TEKST
........
Czas zapłaty

2011.10.04

Zespół "Rzeczy Wspólnych"

Łukasz Czernicki

Groźba bankructwa państw, pękające bańki spekulacyjne i problemy w sektorach bankowych – to powszechnie znane symptomy kryzysu w strefie euro. Rzadziej w komentarzach przebija się fakt, że w okresie od jej powstania miała miejsce gigantyczna misalokacja kapitału. Jaka jest geneza problemów strefy euro? Kto zawinił? W jakim stopniu fakt posiadania wspólnej waluty wpłynął na rozmiar kryzysu?
........
UDOSTĘPNIONE DANE
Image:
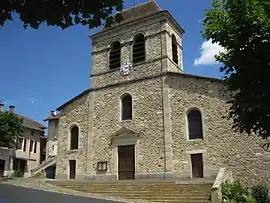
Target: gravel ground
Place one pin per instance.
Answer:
(41, 184)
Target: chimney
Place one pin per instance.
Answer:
(2, 107)
(12, 109)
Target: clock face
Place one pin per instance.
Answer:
(125, 69)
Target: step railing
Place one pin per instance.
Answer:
(224, 175)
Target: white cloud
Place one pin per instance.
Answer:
(208, 52)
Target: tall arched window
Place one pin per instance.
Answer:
(138, 49)
(195, 130)
(74, 137)
(174, 49)
(115, 55)
(126, 107)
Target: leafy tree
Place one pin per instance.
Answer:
(11, 129)
(60, 13)
(242, 27)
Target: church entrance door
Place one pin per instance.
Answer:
(2, 167)
(126, 162)
(197, 165)
(72, 169)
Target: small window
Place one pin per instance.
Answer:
(174, 49)
(139, 49)
(115, 55)
(127, 107)
(74, 137)
(31, 146)
(102, 166)
(35, 147)
(19, 143)
(195, 130)
(24, 145)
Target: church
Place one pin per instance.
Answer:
(144, 118)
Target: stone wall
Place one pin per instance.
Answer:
(51, 145)
(74, 114)
(221, 147)
(147, 121)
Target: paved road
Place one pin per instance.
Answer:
(14, 194)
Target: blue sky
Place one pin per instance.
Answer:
(42, 69)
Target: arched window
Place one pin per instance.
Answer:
(195, 130)
(126, 107)
(115, 55)
(74, 137)
(174, 49)
(138, 49)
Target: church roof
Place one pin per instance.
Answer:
(168, 73)
(30, 123)
(135, 12)
(140, 10)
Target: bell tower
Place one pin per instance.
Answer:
(144, 41)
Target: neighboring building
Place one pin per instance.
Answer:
(146, 118)
(27, 153)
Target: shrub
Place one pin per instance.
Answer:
(260, 193)
(233, 192)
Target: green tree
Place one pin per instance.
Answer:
(242, 27)
(11, 128)
(60, 13)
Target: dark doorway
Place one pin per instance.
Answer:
(72, 169)
(2, 167)
(126, 162)
(197, 165)
(20, 166)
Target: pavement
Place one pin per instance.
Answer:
(17, 194)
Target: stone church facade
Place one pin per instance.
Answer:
(148, 119)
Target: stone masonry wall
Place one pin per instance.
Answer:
(75, 113)
(101, 57)
(221, 147)
(147, 121)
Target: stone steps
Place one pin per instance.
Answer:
(146, 191)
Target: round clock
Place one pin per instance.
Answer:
(125, 69)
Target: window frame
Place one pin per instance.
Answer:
(121, 107)
(174, 44)
(31, 147)
(202, 124)
(109, 58)
(70, 137)
(138, 35)
(24, 144)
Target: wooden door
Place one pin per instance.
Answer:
(2, 167)
(72, 169)
(126, 162)
(197, 165)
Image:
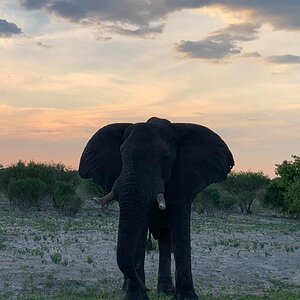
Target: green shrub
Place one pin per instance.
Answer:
(91, 188)
(26, 183)
(292, 198)
(274, 196)
(66, 200)
(26, 192)
(212, 200)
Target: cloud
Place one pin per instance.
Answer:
(221, 43)
(42, 45)
(254, 54)
(143, 14)
(8, 29)
(283, 59)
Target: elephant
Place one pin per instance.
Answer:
(154, 169)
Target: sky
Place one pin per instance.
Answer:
(67, 68)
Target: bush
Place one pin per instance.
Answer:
(91, 188)
(65, 199)
(212, 199)
(26, 192)
(26, 183)
(292, 198)
(274, 196)
(245, 188)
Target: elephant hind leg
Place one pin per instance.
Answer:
(165, 284)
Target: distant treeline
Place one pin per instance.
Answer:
(53, 185)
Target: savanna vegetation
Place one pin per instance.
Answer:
(55, 243)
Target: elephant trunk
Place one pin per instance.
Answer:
(132, 220)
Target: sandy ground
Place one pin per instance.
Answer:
(42, 251)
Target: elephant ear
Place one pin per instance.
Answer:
(101, 158)
(202, 158)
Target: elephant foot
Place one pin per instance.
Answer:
(186, 295)
(136, 294)
(166, 287)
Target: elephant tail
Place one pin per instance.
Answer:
(149, 244)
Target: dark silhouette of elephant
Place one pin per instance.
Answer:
(154, 170)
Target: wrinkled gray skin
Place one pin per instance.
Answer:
(139, 161)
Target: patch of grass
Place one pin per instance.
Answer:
(56, 257)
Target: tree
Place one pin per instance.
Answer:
(289, 171)
(274, 196)
(289, 179)
(213, 199)
(244, 187)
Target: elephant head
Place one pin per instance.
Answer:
(140, 163)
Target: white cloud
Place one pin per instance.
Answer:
(221, 43)
(8, 29)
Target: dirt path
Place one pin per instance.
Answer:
(42, 252)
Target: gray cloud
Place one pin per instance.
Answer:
(142, 13)
(8, 29)
(221, 43)
(42, 45)
(254, 54)
(283, 59)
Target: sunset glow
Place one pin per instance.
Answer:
(233, 68)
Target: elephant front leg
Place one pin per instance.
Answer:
(180, 233)
(132, 290)
(165, 284)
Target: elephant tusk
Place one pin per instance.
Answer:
(104, 201)
(161, 201)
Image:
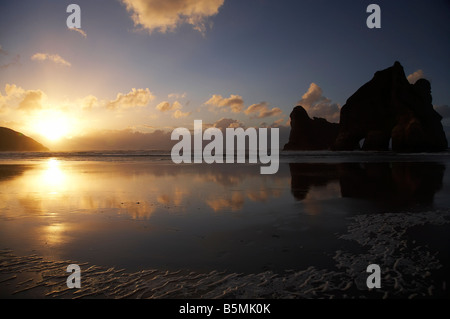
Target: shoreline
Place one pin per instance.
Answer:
(409, 270)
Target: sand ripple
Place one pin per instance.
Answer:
(407, 271)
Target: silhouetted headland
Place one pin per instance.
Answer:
(387, 109)
(12, 141)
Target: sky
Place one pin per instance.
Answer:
(138, 69)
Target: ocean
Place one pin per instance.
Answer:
(224, 230)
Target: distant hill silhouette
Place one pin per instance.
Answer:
(13, 141)
(386, 109)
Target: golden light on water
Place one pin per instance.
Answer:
(53, 177)
(52, 125)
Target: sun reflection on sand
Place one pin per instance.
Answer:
(53, 177)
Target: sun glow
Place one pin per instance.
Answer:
(53, 126)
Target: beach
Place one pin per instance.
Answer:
(140, 226)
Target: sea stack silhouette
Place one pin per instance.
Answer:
(387, 108)
(12, 141)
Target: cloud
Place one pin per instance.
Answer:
(443, 110)
(178, 114)
(166, 106)
(24, 100)
(134, 98)
(165, 15)
(80, 31)
(51, 57)
(318, 105)
(413, 77)
(15, 60)
(224, 123)
(235, 103)
(177, 95)
(89, 102)
(263, 110)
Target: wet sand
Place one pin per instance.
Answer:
(409, 271)
(152, 229)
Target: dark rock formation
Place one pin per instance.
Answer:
(310, 134)
(389, 107)
(17, 142)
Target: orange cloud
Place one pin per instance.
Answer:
(134, 98)
(56, 58)
(163, 15)
(262, 110)
(318, 105)
(235, 103)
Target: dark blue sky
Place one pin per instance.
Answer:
(265, 52)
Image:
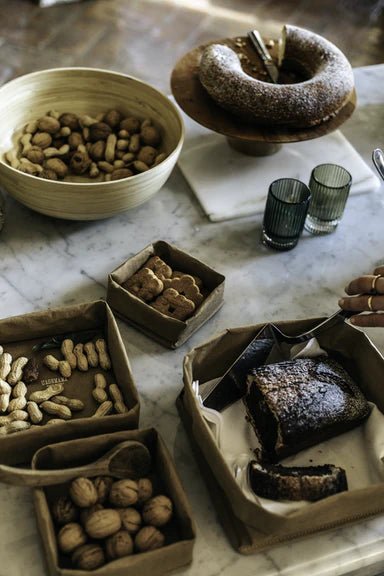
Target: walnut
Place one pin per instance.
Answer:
(88, 557)
(64, 511)
(80, 162)
(103, 523)
(124, 493)
(86, 512)
(99, 131)
(148, 538)
(103, 485)
(119, 545)
(158, 510)
(71, 536)
(145, 490)
(83, 492)
(130, 519)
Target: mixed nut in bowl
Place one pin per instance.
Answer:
(85, 144)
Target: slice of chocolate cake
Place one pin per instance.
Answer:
(296, 482)
(298, 403)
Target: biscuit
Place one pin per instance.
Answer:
(159, 267)
(178, 274)
(144, 284)
(186, 286)
(173, 304)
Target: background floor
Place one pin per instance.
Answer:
(145, 38)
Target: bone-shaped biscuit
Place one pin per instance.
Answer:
(144, 284)
(173, 304)
(186, 286)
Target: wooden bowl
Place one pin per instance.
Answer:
(85, 91)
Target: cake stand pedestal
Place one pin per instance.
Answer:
(247, 138)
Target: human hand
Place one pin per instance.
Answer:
(366, 295)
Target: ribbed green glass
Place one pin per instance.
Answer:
(285, 212)
(329, 185)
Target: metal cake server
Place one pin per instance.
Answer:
(378, 160)
(258, 43)
(280, 336)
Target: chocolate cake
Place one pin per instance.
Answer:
(295, 404)
(296, 482)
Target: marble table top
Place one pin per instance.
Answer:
(48, 263)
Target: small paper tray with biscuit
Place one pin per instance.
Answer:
(170, 331)
(28, 336)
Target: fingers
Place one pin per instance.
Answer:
(368, 320)
(379, 270)
(363, 303)
(368, 284)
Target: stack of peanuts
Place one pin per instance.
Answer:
(20, 409)
(108, 147)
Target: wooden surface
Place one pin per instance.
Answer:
(196, 102)
(145, 38)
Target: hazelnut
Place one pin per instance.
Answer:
(57, 165)
(147, 155)
(48, 175)
(64, 511)
(48, 124)
(145, 490)
(112, 118)
(119, 545)
(35, 155)
(150, 135)
(148, 538)
(99, 131)
(70, 120)
(130, 519)
(124, 493)
(103, 485)
(130, 124)
(75, 139)
(42, 139)
(140, 166)
(80, 162)
(103, 523)
(71, 536)
(121, 173)
(88, 557)
(83, 492)
(97, 150)
(158, 510)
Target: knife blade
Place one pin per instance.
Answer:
(258, 43)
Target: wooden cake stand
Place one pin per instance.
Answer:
(251, 139)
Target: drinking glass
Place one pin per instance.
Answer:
(285, 212)
(329, 185)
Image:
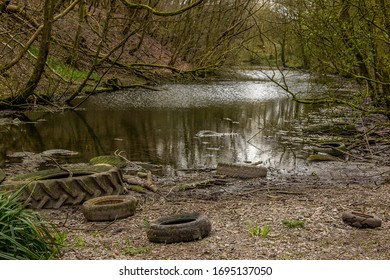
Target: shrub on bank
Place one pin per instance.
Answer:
(24, 233)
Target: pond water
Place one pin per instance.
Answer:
(253, 120)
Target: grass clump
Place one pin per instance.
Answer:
(256, 230)
(293, 224)
(24, 234)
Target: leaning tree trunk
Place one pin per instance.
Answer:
(43, 53)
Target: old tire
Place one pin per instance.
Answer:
(178, 228)
(241, 170)
(54, 188)
(110, 160)
(109, 208)
(361, 220)
(331, 148)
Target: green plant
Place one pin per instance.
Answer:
(130, 250)
(265, 230)
(24, 234)
(294, 223)
(255, 230)
(79, 242)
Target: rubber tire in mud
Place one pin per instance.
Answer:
(331, 148)
(109, 208)
(361, 220)
(178, 228)
(54, 188)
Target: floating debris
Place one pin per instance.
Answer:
(210, 133)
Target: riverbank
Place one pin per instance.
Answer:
(317, 197)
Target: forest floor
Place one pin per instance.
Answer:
(317, 195)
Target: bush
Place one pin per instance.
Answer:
(24, 234)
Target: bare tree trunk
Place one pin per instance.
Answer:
(39, 68)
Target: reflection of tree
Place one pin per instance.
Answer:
(167, 135)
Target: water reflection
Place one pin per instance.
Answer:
(160, 127)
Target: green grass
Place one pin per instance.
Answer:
(293, 224)
(24, 234)
(255, 230)
(131, 250)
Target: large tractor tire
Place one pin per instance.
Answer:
(54, 188)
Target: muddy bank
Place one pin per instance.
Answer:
(318, 199)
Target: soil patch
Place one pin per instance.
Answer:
(317, 197)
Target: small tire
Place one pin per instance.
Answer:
(361, 220)
(109, 208)
(178, 228)
(331, 148)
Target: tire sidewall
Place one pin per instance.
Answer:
(179, 228)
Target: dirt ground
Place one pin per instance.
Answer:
(317, 195)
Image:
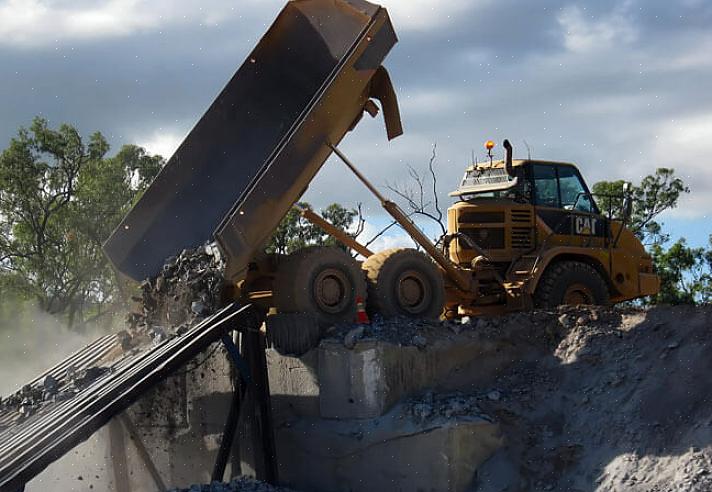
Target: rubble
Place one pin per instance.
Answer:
(241, 484)
(603, 411)
(188, 289)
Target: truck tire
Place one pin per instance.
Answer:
(571, 282)
(324, 281)
(404, 282)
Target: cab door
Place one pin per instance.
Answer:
(565, 205)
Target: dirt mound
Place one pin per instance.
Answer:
(624, 402)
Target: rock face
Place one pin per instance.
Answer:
(242, 484)
(621, 403)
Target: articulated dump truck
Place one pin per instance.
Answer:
(522, 234)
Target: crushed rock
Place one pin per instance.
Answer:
(188, 289)
(622, 402)
(419, 333)
(241, 484)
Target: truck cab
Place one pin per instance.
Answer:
(536, 229)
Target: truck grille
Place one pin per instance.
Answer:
(521, 215)
(481, 217)
(485, 237)
(521, 237)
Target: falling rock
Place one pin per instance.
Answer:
(419, 341)
(494, 395)
(352, 337)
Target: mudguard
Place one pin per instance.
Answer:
(255, 150)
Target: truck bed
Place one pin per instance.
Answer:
(255, 150)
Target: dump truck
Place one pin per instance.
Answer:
(523, 233)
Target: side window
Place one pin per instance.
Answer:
(573, 192)
(546, 192)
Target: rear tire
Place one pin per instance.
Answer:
(404, 282)
(324, 281)
(571, 282)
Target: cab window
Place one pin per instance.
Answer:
(573, 193)
(546, 192)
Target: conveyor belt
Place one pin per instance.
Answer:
(27, 447)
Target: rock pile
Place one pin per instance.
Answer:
(188, 289)
(242, 484)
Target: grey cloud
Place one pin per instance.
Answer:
(499, 69)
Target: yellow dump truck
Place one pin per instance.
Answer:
(523, 233)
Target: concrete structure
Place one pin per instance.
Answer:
(344, 421)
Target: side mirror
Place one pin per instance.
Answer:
(627, 202)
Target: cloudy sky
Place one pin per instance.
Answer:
(619, 87)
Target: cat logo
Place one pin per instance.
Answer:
(585, 226)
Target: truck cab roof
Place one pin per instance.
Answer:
(487, 178)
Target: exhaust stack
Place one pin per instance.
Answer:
(508, 157)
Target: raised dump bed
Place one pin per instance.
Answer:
(254, 152)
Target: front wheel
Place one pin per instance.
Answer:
(404, 282)
(573, 283)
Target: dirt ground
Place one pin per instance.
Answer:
(622, 402)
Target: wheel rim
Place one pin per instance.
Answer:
(332, 290)
(578, 294)
(413, 292)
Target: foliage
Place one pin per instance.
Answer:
(60, 198)
(685, 273)
(295, 232)
(655, 194)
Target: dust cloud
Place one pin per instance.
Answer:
(32, 341)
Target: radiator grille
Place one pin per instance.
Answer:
(521, 237)
(481, 217)
(522, 215)
(485, 237)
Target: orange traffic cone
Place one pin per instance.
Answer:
(361, 316)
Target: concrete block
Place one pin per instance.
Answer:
(393, 452)
(366, 381)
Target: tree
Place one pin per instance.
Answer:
(421, 194)
(60, 198)
(685, 273)
(655, 194)
(295, 232)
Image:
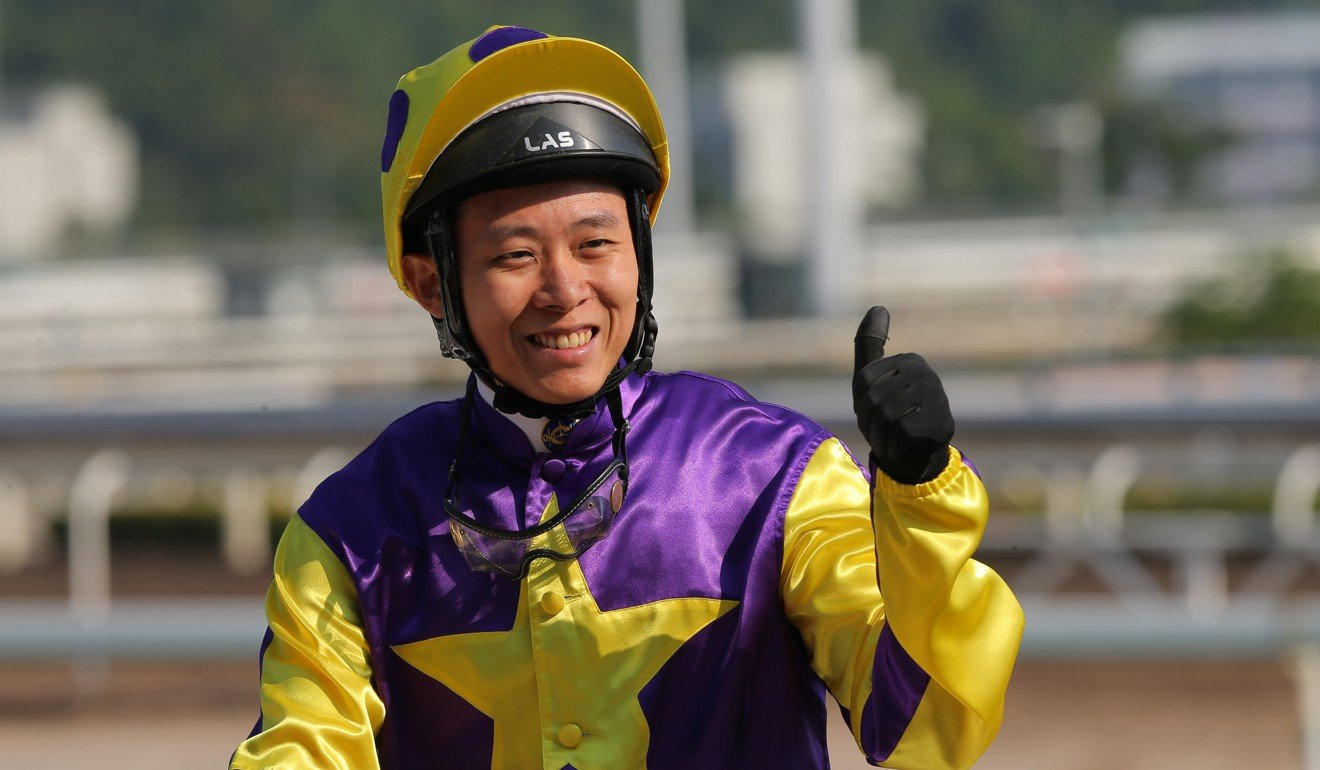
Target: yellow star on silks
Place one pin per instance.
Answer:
(565, 666)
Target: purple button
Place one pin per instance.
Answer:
(552, 470)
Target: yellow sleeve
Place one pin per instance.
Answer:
(923, 668)
(318, 707)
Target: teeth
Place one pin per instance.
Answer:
(564, 341)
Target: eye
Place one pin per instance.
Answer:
(514, 258)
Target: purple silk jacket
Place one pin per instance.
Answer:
(735, 588)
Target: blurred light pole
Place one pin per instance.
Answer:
(833, 211)
(664, 64)
(1076, 131)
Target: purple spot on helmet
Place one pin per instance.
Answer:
(500, 38)
(394, 128)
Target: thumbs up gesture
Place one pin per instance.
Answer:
(900, 406)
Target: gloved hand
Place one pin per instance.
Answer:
(900, 406)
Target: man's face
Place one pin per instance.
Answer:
(549, 280)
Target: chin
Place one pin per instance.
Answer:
(568, 391)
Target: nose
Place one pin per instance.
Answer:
(564, 283)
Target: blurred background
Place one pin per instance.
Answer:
(1098, 219)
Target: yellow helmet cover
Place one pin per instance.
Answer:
(437, 102)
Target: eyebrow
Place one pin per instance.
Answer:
(499, 233)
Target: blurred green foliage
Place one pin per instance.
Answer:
(1271, 299)
(269, 114)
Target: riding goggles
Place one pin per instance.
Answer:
(565, 535)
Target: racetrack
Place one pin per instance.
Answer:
(1061, 716)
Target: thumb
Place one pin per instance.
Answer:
(869, 344)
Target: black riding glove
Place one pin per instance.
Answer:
(900, 406)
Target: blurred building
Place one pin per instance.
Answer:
(1253, 77)
(65, 163)
(766, 95)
........
POLECENIA DO ĆWICZENIA
• a. Przepisz dokładnie fragment tekstu o kryzysie w strefie euro od „Czas zapłaty” do „wpłynął na rozmiar kryzysu?”.
• b. Jak mógłby brzmieć dalszy ciąg tekstu o kryzysie w strefie euro? Rozwiń go, pisząc od miejsca, w którym się kończy.

ODPOWIEDZI DO ZADAŃ
• a.
Czas zapłaty

2011.10.04

Zespół "Rzeczy Wspólnych"

Łukasz Czernicki

Groźba bankructwa państw, pękające bańki spekulacyjne i problemy w sektorach bankowych – to powszechnie znane symptomy kryzysu w strefie euro. Rzadziej w komentarzach przebija się fakt, że w okresie od jej powstania miała miejsce gigantyczna misalokacja kapitału. Jaka jest geneza problemów strefy euro? Kto zawinił? W jakim stopniu fakt posiadania wspólnej waluty wpłynął na rozmiar kryzysu?

• b.
Okres od zakończenia II wojny światowej do utworzenia strefy euro to seria nieudanych prób stabilizacji kursów walutowych. Czy to w systemie z Bretton Woods, czy w ramach Europejskiego Systemu Walutowego, państwa członkowskie nie potrafiły zharmonizować polityki fiskalnej i monetarnej. Skutkiem tego były ciągłe deprecjacje walut krajów mniej zdyscyplinowanych fiskalnie i prowadzących bardziej ekspansywną politykę pieniężną ((Zob. H.H. Lechner, „Währungspolitik”, Berlin 1988.)). Dla przykładu w latach 1969-1999 wartość franka francuskiego i włoskiego lira spadła w stosunku do marki niemieckiej odpowiednio o 60 proc. i 80 proc. ((Dane za: www.bundesbank.de)). Unia Gospodarczo-Walutowa miała położyć temu kres – miała ostatecznie i nieodwołalnie usztywnić kursy walut krajów Unii Europejskiej.

Jaka unia walutowa?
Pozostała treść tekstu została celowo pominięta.